>>>>>

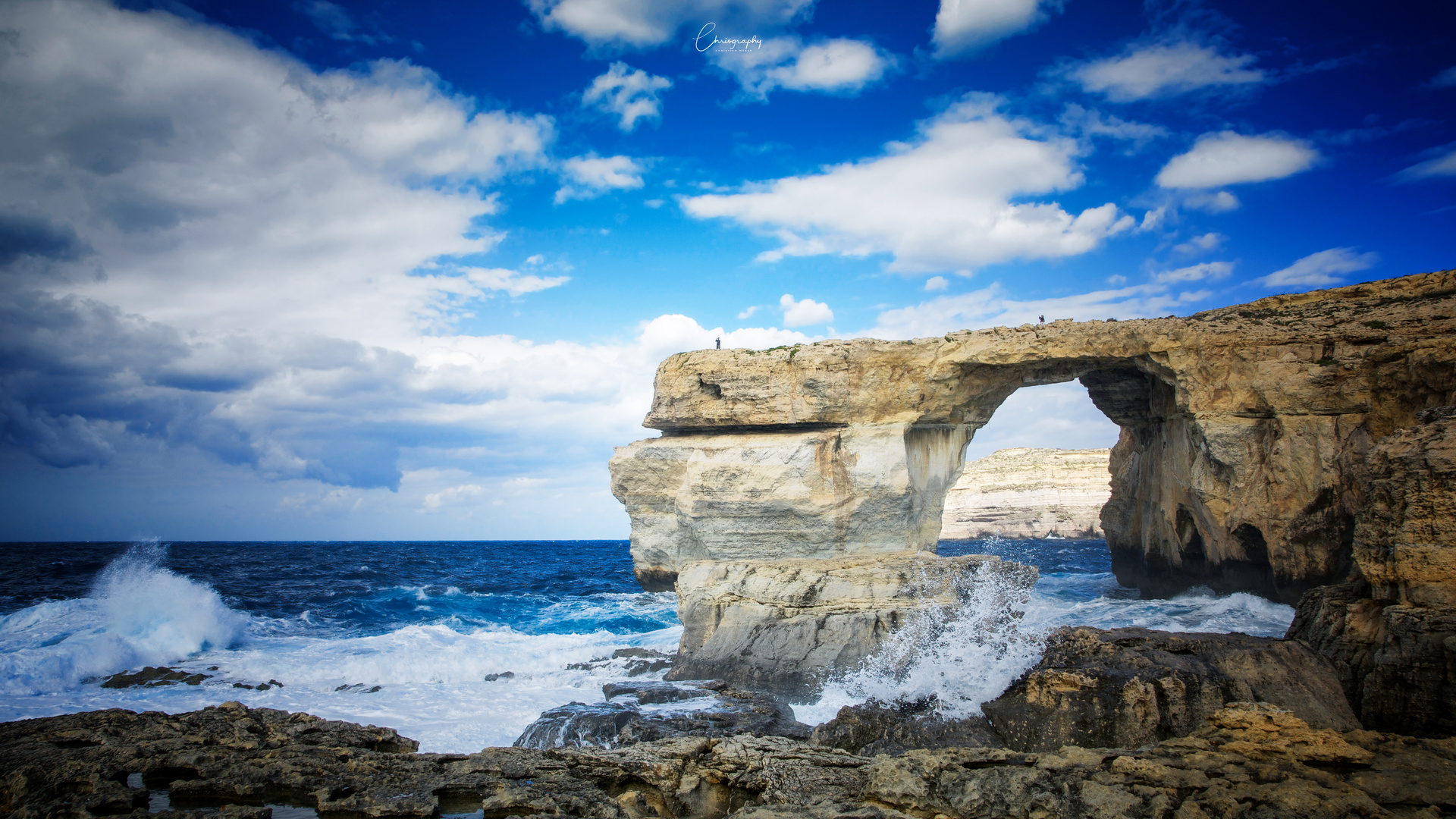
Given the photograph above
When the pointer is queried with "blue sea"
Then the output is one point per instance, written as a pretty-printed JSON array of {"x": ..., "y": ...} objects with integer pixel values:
[{"x": 462, "y": 645}]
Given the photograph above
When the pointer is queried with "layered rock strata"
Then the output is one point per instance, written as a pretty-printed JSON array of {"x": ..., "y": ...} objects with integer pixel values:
[
  {"x": 786, "y": 626},
  {"x": 1391, "y": 632},
  {"x": 1030, "y": 493},
  {"x": 1241, "y": 461},
  {"x": 1247, "y": 761},
  {"x": 1130, "y": 687}
]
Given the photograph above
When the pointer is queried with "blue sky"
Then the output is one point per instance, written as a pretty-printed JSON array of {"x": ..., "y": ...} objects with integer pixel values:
[{"x": 284, "y": 270}]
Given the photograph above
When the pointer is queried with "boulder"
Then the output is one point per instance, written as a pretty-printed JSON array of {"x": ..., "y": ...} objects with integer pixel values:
[
  {"x": 1239, "y": 466},
  {"x": 1131, "y": 687},
  {"x": 1030, "y": 493},
  {"x": 645, "y": 711},
  {"x": 783, "y": 627}
]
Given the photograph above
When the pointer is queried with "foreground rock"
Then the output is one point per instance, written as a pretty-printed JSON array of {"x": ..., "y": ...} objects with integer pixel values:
[
  {"x": 1247, "y": 761},
  {"x": 1391, "y": 632},
  {"x": 1239, "y": 464},
  {"x": 783, "y": 627},
  {"x": 647, "y": 711},
  {"x": 1131, "y": 687},
  {"x": 1030, "y": 493}
]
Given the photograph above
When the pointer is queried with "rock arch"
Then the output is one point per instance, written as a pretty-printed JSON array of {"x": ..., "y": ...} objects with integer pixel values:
[{"x": 1239, "y": 463}]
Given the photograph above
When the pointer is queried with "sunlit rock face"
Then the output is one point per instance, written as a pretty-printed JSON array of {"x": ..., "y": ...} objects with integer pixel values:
[
  {"x": 786, "y": 626},
  {"x": 1241, "y": 461},
  {"x": 1030, "y": 493}
]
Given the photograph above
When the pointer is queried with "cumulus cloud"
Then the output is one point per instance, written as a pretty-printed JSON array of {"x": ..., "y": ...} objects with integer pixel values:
[
  {"x": 645, "y": 24},
  {"x": 1326, "y": 267},
  {"x": 1196, "y": 273},
  {"x": 629, "y": 93},
  {"x": 1150, "y": 71},
  {"x": 993, "y": 306},
  {"x": 1200, "y": 243},
  {"x": 1226, "y": 158},
  {"x": 804, "y": 312},
  {"x": 941, "y": 202},
  {"x": 830, "y": 66},
  {"x": 1442, "y": 164},
  {"x": 592, "y": 175},
  {"x": 965, "y": 25}
]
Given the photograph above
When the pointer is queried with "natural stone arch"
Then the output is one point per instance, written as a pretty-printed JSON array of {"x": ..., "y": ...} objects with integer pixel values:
[{"x": 1239, "y": 463}]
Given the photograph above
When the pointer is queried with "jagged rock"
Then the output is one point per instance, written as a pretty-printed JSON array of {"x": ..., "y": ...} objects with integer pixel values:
[
  {"x": 1130, "y": 687},
  {"x": 153, "y": 676},
  {"x": 702, "y": 708},
  {"x": 1030, "y": 493},
  {"x": 1250, "y": 760},
  {"x": 1391, "y": 632},
  {"x": 785, "y": 626},
  {"x": 875, "y": 727},
  {"x": 1241, "y": 463}
]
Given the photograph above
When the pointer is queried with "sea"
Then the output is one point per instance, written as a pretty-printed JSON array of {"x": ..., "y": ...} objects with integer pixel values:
[{"x": 462, "y": 645}]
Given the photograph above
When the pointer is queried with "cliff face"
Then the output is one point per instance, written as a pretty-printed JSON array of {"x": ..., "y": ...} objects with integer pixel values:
[
  {"x": 1030, "y": 493},
  {"x": 1241, "y": 463}
]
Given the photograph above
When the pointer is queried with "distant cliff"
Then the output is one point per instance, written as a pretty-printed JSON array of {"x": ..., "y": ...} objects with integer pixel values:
[{"x": 1030, "y": 493}]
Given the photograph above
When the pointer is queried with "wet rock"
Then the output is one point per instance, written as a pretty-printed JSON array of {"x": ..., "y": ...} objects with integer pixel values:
[
  {"x": 647, "y": 711},
  {"x": 1131, "y": 687},
  {"x": 875, "y": 727},
  {"x": 153, "y": 676}
]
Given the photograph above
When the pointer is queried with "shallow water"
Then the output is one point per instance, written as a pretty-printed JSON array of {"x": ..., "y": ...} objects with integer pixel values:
[{"x": 403, "y": 634}]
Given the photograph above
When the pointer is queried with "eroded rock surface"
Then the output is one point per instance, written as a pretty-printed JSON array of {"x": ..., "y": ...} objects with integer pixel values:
[
  {"x": 1241, "y": 463},
  {"x": 1250, "y": 760},
  {"x": 1131, "y": 687},
  {"x": 1030, "y": 493},
  {"x": 785, "y": 626},
  {"x": 1391, "y": 632}
]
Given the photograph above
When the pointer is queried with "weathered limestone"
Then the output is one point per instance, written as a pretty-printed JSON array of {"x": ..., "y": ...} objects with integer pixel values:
[
  {"x": 785, "y": 626},
  {"x": 1030, "y": 493},
  {"x": 1239, "y": 463},
  {"x": 1391, "y": 632},
  {"x": 1131, "y": 687},
  {"x": 817, "y": 493}
]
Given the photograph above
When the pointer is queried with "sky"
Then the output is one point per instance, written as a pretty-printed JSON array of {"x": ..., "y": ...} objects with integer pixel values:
[{"x": 383, "y": 270}]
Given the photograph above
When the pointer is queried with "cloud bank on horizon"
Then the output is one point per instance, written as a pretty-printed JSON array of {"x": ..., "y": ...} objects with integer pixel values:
[{"x": 284, "y": 270}]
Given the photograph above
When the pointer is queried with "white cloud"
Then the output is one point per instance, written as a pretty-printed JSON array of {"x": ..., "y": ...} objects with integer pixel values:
[
  {"x": 1226, "y": 158},
  {"x": 1164, "y": 69},
  {"x": 943, "y": 202},
  {"x": 1324, "y": 267},
  {"x": 631, "y": 93},
  {"x": 593, "y": 175},
  {"x": 992, "y": 306},
  {"x": 453, "y": 496},
  {"x": 1443, "y": 164},
  {"x": 1200, "y": 243},
  {"x": 1196, "y": 273},
  {"x": 1220, "y": 202},
  {"x": 965, "y": 25},
  {"x": 832, "y": 66},
  {"x": 511, "y": 281},
  {"x": 644, "y": 24},
  {"x": 804, "y": 312}
]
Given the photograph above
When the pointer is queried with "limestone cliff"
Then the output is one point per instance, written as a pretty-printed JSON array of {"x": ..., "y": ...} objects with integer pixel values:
[
  {"x": 1241, "y": 461},
  {"x": 1030, "y": 493}
]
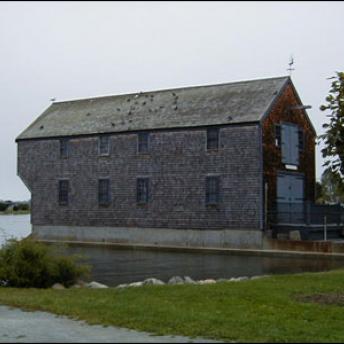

<<<<<

Pull out each line from the rows above that contains the string "rock". Matches must have the same case.

When the pointer is queried with "layered rock strata"
When the pointer is queried with "foreground rock"
When the pointer is queried with "rock arch"
When the pointer is queried with "sunlit rock face"
When the pointer is queried with "jagged rock"
When the pointer is queried with "wet rock"
When the pointer is queried with "eroded rock surface"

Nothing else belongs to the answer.